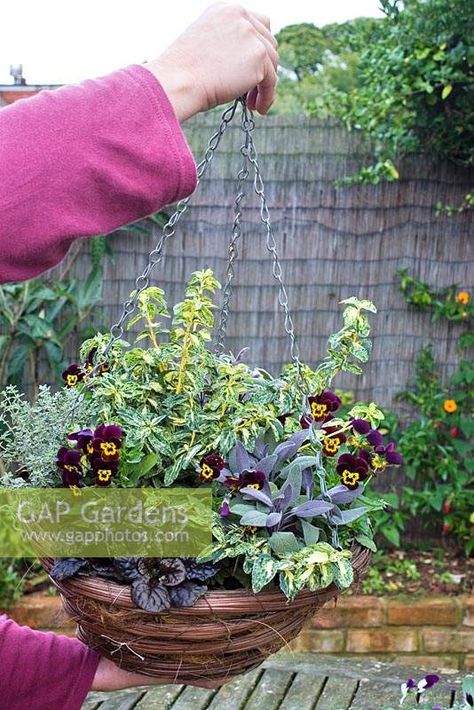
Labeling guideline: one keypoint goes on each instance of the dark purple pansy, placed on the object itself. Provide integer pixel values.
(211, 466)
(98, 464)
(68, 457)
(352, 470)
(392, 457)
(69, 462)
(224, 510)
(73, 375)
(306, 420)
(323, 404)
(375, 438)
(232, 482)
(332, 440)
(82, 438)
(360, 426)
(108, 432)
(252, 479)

--

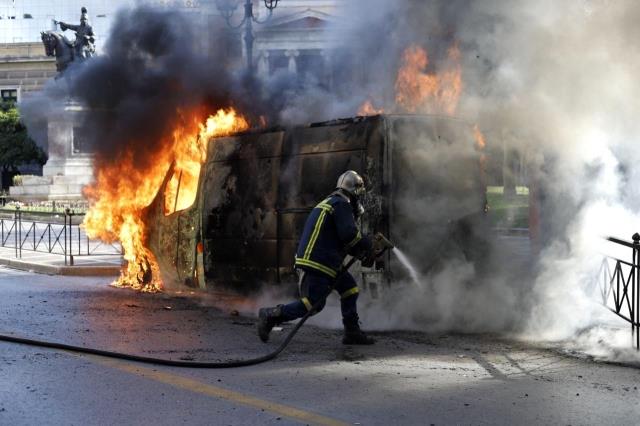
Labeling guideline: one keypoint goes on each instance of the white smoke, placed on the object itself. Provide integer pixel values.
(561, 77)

---

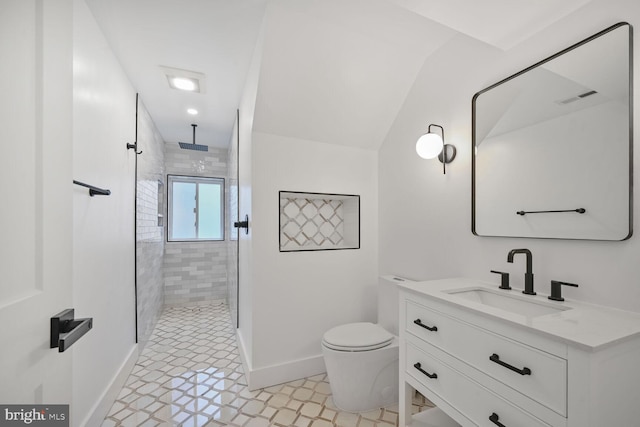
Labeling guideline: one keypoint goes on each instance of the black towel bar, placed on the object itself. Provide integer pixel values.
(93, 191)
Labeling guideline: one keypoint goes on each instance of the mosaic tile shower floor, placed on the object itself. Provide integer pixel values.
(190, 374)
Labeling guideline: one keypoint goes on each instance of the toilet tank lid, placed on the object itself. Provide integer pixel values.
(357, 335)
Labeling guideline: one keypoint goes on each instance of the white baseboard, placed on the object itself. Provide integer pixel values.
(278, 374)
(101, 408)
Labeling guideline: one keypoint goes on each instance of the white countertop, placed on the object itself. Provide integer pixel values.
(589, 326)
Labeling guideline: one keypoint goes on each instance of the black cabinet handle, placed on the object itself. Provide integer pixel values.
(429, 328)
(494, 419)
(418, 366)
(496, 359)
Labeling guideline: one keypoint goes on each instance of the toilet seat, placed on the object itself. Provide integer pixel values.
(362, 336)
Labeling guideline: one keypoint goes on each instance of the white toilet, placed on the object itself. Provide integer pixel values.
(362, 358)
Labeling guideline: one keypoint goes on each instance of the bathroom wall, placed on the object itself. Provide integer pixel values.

:: Work task ::
What you return should be exactly the lines above, starting at the one with "toilet seat, placed" and ending at the one with "of the bathroom", and nothing else.

:: Your solution ::
Labeling guideline: one keypoint goes on each instance of the toilet seat, placed on the object itself. Provide integer pixel values.
(362, 336)
Labeling guideline: one keypoint goes on each instance of the white toilet, placed on the object itself. Provide integer pixel values.
(362, 358)
Labeling guideline: one keypoint goes on each instance of the bathroom wall, placed on the object itself. Provide integer pixel values.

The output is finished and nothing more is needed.